Natural language region descriptions
——————————

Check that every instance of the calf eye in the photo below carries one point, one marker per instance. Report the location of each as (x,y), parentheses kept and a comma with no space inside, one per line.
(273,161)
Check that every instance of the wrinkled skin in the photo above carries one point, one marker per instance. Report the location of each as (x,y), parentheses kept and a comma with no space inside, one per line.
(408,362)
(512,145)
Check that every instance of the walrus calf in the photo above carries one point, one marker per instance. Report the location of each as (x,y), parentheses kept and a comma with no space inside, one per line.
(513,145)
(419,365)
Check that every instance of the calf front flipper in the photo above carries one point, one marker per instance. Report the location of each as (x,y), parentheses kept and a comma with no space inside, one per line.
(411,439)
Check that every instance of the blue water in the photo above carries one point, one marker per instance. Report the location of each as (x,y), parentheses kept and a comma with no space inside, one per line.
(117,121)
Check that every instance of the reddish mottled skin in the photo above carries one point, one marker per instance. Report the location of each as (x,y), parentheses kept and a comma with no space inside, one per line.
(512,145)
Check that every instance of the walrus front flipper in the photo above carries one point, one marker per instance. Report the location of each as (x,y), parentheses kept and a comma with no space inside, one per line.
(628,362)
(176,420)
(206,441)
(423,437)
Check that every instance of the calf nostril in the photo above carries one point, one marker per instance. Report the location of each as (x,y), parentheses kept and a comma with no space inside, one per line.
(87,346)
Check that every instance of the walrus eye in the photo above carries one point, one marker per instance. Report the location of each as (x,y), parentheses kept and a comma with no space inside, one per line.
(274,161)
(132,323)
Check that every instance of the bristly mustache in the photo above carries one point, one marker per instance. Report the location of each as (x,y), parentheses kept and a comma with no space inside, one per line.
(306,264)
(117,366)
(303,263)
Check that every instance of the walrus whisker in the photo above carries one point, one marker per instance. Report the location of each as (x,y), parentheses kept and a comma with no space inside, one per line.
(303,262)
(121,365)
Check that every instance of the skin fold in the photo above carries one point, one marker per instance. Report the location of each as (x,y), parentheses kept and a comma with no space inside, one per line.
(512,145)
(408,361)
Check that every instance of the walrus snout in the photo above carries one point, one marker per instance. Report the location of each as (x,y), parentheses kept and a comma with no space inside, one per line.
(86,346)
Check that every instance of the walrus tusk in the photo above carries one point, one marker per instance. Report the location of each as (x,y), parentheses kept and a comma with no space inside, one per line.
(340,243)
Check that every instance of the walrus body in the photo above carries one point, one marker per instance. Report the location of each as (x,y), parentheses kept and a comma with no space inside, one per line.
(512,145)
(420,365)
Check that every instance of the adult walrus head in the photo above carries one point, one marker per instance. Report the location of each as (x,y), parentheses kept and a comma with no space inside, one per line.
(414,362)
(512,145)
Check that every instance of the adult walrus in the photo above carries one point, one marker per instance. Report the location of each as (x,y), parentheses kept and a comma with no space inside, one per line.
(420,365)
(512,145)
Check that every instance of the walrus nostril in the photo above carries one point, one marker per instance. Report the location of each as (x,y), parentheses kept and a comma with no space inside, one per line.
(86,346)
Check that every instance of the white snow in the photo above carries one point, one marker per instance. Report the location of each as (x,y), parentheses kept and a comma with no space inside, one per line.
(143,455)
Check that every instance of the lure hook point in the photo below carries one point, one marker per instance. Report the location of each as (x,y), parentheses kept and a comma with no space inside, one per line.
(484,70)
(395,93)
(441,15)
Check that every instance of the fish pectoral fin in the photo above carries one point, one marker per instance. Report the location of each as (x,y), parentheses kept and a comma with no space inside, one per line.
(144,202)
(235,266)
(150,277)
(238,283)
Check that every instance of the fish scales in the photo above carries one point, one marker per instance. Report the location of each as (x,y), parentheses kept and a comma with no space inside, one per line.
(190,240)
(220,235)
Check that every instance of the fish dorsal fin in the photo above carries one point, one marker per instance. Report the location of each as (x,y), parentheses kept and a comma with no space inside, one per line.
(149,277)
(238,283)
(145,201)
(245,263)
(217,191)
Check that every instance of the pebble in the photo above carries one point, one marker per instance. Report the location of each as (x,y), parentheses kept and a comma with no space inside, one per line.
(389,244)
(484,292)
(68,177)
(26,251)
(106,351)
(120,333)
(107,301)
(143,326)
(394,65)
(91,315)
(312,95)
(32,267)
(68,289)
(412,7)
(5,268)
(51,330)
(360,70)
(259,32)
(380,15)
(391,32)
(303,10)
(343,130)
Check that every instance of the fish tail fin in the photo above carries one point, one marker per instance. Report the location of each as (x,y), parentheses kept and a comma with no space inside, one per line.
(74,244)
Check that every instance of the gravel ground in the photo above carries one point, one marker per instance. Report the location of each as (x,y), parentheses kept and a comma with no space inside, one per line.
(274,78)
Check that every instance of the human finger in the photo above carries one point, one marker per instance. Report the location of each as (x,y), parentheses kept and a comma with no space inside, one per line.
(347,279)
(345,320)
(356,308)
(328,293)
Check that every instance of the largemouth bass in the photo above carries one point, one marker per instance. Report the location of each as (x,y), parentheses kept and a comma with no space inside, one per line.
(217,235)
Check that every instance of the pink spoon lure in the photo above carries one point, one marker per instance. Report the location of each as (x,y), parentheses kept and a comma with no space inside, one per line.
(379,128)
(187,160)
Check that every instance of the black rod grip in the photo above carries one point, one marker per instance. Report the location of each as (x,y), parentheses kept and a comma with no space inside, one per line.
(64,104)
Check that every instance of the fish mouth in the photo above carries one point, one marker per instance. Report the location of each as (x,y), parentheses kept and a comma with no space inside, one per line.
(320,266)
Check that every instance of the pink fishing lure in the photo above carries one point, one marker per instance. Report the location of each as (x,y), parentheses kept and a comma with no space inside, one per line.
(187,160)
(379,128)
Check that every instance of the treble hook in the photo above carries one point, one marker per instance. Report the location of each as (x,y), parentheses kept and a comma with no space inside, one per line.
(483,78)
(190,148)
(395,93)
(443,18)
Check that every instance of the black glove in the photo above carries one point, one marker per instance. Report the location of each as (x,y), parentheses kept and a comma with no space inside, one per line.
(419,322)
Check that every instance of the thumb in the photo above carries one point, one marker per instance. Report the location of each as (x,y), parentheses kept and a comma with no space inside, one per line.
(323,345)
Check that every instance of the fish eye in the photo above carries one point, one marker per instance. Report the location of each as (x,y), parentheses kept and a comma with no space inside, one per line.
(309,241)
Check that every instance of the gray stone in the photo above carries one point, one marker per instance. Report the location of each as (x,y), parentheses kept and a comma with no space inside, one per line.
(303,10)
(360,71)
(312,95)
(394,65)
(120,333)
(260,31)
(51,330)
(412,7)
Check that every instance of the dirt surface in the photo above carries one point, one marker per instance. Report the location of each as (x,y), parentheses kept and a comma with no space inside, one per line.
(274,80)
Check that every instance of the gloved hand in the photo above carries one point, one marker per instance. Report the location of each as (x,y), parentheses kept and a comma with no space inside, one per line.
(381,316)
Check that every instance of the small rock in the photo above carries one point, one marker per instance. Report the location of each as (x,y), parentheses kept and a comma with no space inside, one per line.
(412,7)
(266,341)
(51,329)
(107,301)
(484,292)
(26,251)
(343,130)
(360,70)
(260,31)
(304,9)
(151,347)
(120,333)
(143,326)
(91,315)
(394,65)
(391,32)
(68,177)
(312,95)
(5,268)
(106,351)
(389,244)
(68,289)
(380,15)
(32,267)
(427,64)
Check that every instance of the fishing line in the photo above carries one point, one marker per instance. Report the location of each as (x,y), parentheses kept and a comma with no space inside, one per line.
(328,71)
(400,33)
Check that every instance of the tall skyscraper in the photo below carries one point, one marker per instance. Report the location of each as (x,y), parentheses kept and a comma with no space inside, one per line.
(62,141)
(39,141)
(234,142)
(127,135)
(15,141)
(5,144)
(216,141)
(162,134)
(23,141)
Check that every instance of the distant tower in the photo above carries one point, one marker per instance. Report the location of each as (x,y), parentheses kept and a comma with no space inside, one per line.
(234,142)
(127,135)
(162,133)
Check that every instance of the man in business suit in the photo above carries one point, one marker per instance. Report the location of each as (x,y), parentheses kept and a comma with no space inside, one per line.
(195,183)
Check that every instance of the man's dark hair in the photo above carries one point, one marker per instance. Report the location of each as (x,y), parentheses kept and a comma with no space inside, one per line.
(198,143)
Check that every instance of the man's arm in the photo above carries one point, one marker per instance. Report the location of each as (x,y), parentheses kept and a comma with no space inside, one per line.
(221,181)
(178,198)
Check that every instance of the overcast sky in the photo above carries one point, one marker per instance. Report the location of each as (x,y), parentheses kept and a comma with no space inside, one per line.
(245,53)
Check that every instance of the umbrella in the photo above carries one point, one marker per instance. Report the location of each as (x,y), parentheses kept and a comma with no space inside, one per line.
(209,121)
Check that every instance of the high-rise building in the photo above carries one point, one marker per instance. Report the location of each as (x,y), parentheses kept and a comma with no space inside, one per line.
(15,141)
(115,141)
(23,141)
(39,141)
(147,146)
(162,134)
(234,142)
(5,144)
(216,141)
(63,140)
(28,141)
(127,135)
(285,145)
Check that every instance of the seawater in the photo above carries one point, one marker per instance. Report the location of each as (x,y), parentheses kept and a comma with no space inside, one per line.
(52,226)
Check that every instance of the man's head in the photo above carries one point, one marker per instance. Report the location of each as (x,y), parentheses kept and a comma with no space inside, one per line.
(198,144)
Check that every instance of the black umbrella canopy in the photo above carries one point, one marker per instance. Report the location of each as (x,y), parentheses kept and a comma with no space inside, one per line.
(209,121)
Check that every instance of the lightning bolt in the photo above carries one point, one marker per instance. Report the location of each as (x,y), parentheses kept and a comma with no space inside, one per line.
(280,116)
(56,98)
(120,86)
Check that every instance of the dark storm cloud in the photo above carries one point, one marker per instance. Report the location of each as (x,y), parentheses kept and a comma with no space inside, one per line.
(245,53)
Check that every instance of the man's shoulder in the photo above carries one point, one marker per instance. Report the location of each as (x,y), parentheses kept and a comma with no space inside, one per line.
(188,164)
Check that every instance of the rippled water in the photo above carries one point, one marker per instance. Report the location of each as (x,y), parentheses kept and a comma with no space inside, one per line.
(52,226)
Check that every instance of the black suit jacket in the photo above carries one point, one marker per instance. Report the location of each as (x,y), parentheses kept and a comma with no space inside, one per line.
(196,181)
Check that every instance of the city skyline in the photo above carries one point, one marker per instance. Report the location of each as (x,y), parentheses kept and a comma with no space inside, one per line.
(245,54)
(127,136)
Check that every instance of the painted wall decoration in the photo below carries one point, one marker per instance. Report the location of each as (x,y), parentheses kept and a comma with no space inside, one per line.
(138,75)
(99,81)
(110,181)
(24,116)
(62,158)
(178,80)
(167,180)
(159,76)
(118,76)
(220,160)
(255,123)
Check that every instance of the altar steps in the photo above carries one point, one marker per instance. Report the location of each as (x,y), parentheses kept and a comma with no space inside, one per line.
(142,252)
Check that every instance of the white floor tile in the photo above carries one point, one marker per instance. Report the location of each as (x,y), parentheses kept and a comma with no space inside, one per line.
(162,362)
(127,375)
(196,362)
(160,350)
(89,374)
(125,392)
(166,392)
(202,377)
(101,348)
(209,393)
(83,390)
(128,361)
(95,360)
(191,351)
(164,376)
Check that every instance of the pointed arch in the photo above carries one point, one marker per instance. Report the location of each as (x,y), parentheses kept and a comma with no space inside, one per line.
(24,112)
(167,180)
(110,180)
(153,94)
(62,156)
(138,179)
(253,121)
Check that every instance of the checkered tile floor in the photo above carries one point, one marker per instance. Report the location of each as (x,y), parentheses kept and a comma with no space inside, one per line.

——————————

▶ **EXERCISE**: This exercise calls for the line containing "Check that every instance of the altar" and each line after it in the records, copied exactly.

▶ **OUTPUT FOR THIS EXERCISE**:
Check that every instance of the altar steps in the photo above carries one point, one marker per instance. Report the location of each as (x,y), parentheses kept and a comma with no space inside, one per line.
(142,252)
Check that every instance of the white floor tile in the photo above carries one point, one marker per instance. Report the location of each as (x,y), parentheses kept and a comma with no space inside, one per line.
(162,362)
(127,375)
(196,362)
(160,350)
(89,374)
(125,392)
(166,392)
(202,377)
(101,348)
(209,393)
(83,390)
(128,361)
(95,360)
(191,351)
(164,376)
Check that every instance of the pointed arch in the photo above carries one point, one marker per instance. Report the location of each as (x,y), parentheses kept and a comma with no space inside, one per line.
(24,112)
(167,180)
(110,180)
(153,94)
(62,156)
(138,179)
(253,121)
Check that every instance of the checkered tile floor in the photo above carries one point, one marker per instance. Report the location of each as (x,y), parentheses kept and a comma with no space inside, one per line.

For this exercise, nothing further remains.